* _SHORT PROBLEM A_:
In the passage on the role of independent directors, which schedule of the Companies Act, 2013 sets out the code of conduct independent directors must follow?
* _SHORT PROBLEM B_:
Write the next part of the passage on the role of independent directors, continuing after its last sentence.

* _DOCUMENT SECTION_:

Role of Independent Directors
The role of Independent Directors involves raising business credibility and governance requirements. Better governance is the responsibility of Independent Directors, who do this by actively participating in the committees that the company has established. The Independent Directors are required to follow the code of conduct, as stipulated in the terms of Schedule IV of the Companies Act, 2013 and carry out their duties in a trustworthy and diligent manner. SEBI (Listing Obligations and Disclosure Requirement) Regulations, 2015 read along with Schedule IV provide Independent Directors enormous authority and responsibility. SEBI regulation has put humungous responsibility on the Independent Directors. Independent Directors not only review the performance of other directors, but also review the performance of listed entity considering the views of the executive director and non-executive directors. Independent Directors are required to attend the board and general meetings of the company and need to be well informed of the events taking place in the company. Independent Directors are also accountable to report the suspected fraud, and the concern related to the infringement of the company’s code of conduct.

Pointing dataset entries
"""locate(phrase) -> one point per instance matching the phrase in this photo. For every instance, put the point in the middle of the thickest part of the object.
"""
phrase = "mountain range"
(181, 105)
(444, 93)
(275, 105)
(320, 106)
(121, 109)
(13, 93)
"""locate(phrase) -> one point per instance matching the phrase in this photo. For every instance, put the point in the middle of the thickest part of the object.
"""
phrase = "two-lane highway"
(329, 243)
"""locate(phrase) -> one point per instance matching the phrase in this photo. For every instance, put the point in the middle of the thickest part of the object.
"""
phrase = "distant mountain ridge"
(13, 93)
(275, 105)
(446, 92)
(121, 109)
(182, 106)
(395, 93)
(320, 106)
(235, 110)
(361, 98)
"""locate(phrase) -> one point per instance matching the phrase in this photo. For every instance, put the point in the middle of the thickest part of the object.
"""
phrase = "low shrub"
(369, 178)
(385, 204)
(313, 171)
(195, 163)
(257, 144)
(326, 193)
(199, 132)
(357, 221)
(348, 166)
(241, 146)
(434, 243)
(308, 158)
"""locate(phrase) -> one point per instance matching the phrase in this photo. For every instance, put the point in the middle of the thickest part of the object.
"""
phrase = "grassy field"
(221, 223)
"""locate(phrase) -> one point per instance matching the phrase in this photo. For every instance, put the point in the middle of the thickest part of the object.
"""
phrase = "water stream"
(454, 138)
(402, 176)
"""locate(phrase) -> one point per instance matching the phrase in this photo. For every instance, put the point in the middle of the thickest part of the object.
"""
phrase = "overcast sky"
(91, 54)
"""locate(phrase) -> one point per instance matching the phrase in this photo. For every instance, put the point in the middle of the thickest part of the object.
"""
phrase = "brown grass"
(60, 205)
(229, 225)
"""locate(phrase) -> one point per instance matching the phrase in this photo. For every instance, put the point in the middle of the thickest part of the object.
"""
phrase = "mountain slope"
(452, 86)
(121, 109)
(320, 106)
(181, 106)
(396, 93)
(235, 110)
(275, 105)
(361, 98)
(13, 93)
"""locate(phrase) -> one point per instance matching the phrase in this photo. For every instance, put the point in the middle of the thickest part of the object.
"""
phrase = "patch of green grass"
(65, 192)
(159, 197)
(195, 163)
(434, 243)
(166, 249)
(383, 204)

* _TASK RESPONSE A_:
Schedule IV

* _TASK RESPONSE B_:
Liability of Independent Directors
Earlier under the Companies Act of 1956, Independent Directors were not considered to be “officers in default” and consequently were not held liable for the actions of the board whereas after the enactment of the Companies Act, 2013, in accordance with Section 149 (12) of the Companies Act, 2013, the liability of Independent Directors is limited to such acts of omission or commission by a company which had occurred with their knowledge, attributable through board processes, and with their consent or connivance or where they had not acted diligently. However, the regulatory authorities also agree with limitations and difficulties related to fiduciary duties of Independent Directors. In this regard, the Ministry of Corporate Affairs (MCA) on March 2, 2020, issued a clarification stating that prosecutions against Independent and Non-Executive Directors will not be brought unless there is adequate proof to demonstrate that the default or violation was committed with their knowledge or consent, or that they were guilty of fraud or gross and deliberate negligence. The strict adherence to the liability mentioned in Section 149(12) of the Companies Act, 2013 was seen in the case of Deloitte Haskins & Sells LLP and Ors. v. Union of India (2020)1 where Independent Directors were made to resign from their position as they failed to fulfil their statutory duty, which was to report concerns about unethical behavior, actual or suspected fraud, or violation of the company’s code of conduct or ethics policy. However, there was no monetary penalty imposed on the Independent Directors. The Companies Act, 2013 and the revised corporate governance norms of the Securities Exchange Board of India (SEBI) for listed companies, have placed significant accountability for fraud risk management on Independent Directors and the audit committee.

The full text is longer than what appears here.